— Records —

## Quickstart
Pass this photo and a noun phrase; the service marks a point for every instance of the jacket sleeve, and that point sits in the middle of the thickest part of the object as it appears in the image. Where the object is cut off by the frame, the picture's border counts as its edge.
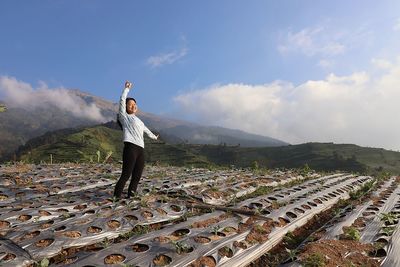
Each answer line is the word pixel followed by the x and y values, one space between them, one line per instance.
pixel 149 133
pixel 122 104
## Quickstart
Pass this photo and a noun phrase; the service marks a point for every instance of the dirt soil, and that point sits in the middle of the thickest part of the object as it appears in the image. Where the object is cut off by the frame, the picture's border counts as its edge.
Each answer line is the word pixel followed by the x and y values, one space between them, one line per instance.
pixel 72 234
pixel 162 260
pixel 208 222
pixel 113 224
pixel 341 253
pixel 204 262
pixel 44 243
pixel 202 239
pixel 4 224
pixel 114 259
pixel 259 233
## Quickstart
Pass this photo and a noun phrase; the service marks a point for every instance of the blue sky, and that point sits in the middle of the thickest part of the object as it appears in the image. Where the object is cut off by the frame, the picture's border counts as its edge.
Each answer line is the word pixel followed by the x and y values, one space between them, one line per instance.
pixel 175 51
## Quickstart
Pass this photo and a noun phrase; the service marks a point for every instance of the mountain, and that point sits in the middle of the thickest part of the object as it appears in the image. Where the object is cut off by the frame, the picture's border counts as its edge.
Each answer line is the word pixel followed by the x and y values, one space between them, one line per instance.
pixel 18 124
pixel 82 144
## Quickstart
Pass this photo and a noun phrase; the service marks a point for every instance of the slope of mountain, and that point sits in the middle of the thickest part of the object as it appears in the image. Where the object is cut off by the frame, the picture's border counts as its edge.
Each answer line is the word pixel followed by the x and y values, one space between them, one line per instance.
pixel 18 125
pixel 81 145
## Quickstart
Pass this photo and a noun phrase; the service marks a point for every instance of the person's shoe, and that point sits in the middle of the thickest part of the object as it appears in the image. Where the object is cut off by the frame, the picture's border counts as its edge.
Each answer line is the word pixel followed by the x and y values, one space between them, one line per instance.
pixel 132 195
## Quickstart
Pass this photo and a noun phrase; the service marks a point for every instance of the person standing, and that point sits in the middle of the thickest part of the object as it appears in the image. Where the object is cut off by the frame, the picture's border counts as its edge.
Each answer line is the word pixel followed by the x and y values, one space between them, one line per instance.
pixel 133 154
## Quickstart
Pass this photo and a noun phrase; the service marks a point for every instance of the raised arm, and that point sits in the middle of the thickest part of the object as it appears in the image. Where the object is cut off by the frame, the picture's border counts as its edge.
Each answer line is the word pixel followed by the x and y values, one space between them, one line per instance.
pixel 149 133
pixel 122 101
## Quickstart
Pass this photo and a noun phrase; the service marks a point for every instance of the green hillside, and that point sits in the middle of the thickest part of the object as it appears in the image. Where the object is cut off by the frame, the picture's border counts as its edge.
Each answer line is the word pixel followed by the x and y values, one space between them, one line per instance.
pixel 81 145
pixel 319 156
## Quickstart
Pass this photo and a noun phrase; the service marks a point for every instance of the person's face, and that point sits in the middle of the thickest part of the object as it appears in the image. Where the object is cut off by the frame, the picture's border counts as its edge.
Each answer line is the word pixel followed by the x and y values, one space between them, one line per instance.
pixel 131 107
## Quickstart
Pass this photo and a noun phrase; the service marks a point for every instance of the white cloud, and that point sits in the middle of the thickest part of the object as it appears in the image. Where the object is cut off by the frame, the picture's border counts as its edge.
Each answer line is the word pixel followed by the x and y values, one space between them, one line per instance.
pixel 358 108
pixel 381 63
pixel 21 94
pixel 311 42
pixel 326 64
pixel 166 58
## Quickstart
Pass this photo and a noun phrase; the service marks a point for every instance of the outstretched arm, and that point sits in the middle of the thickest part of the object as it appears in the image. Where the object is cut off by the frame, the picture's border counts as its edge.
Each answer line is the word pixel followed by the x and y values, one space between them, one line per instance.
pixel 149 133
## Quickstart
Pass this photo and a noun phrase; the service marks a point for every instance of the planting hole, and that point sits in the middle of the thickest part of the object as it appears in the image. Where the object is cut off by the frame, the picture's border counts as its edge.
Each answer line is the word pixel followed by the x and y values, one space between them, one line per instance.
pixel 181 232
pixel 94 230
pixel 113 224
pixel 114 259
pixel 202 239
pixel 162 260
pixel 44 243
pixel 139 247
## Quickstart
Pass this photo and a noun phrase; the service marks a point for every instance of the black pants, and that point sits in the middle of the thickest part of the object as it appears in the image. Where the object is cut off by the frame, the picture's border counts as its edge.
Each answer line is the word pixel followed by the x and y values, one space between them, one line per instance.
pixel 132 165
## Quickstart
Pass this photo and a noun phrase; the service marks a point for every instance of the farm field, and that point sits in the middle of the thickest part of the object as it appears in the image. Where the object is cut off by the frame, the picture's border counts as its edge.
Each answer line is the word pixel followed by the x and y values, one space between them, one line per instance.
pixel 64 215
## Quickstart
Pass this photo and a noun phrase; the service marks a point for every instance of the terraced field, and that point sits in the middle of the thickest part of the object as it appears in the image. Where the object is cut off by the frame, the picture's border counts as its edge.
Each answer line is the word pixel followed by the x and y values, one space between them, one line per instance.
pixel 59 215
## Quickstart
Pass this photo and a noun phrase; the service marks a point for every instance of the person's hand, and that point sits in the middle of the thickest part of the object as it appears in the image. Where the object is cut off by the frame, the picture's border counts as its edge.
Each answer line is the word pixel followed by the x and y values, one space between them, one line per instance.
pixel 128 84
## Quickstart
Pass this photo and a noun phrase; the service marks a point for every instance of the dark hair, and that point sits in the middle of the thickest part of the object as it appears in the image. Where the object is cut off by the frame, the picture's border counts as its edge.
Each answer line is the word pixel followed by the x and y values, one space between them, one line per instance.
pixel 126 102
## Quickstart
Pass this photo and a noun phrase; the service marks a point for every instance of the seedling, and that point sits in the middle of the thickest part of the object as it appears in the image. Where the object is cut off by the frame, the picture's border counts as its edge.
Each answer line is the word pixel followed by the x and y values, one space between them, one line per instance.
pixel 215 229
pixel 351 233
pixel 106 242
pixel 314 260
pixel 388 218
pixel 44 263
pixel 181 247
pixel 292 253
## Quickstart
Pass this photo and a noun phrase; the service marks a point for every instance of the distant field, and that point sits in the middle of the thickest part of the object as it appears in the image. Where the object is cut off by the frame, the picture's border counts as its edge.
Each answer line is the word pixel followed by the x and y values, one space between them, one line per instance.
pixel 61 215
pixel 82 145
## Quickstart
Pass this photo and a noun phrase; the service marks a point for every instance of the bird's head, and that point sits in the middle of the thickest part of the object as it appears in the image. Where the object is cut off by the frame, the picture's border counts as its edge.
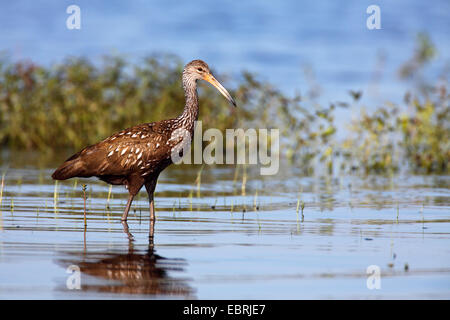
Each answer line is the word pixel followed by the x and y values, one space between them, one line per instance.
pixel 199 70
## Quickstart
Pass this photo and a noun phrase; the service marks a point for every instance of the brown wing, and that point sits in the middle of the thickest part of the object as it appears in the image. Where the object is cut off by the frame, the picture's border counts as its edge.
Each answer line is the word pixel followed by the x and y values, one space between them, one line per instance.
pixel 133 149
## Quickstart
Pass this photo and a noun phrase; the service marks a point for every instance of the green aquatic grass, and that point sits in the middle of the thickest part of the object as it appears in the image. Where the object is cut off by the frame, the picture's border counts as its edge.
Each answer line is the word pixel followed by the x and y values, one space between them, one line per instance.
pixel 76 102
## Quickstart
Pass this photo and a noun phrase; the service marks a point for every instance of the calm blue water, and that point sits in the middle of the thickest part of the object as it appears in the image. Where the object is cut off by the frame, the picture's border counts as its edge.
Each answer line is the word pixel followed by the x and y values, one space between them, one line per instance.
pixel 276 39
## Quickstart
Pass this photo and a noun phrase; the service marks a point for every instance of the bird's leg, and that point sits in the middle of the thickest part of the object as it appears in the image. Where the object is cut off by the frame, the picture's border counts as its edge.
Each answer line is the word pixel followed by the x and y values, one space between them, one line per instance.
pixel 127 208
pixel 150 186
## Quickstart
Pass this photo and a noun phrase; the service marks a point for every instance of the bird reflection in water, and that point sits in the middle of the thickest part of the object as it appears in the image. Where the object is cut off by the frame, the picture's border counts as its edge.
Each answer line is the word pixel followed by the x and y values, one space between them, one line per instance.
pixel 132 272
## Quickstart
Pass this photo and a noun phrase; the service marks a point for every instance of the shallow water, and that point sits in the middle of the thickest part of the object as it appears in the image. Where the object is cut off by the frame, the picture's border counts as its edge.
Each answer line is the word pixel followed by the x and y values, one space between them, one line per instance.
pixel 212 241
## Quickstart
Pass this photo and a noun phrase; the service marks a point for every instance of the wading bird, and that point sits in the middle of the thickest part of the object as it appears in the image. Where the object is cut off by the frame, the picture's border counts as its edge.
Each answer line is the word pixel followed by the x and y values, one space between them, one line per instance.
pixel 135 157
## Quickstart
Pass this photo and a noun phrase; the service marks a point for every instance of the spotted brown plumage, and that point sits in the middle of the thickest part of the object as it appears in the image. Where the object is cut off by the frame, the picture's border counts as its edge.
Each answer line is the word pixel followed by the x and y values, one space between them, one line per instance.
pixel 135 157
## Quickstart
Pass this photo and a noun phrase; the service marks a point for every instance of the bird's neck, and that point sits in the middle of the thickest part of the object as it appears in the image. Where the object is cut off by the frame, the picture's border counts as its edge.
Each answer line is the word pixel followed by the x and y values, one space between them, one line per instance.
pixel 190 113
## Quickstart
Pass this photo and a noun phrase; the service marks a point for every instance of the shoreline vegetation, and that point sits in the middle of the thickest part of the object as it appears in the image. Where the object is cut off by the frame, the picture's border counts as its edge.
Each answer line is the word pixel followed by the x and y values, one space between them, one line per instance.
pixel 77 103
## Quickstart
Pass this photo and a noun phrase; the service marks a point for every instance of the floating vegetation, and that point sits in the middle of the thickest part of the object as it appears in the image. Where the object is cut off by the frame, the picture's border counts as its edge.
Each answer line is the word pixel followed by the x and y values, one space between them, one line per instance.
pixel 77 103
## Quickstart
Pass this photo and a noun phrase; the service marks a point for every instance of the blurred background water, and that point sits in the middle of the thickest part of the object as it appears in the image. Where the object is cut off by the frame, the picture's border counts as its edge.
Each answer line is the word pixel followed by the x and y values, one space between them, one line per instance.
pixel 276 39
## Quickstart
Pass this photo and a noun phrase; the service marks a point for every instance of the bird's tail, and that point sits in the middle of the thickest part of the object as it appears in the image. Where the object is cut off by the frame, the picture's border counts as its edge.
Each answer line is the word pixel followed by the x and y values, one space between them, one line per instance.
pixel 67 170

— What you need to do —
Tally the lines of the data above that contain the word "terraced" and give only the number.

— Result of the task —
1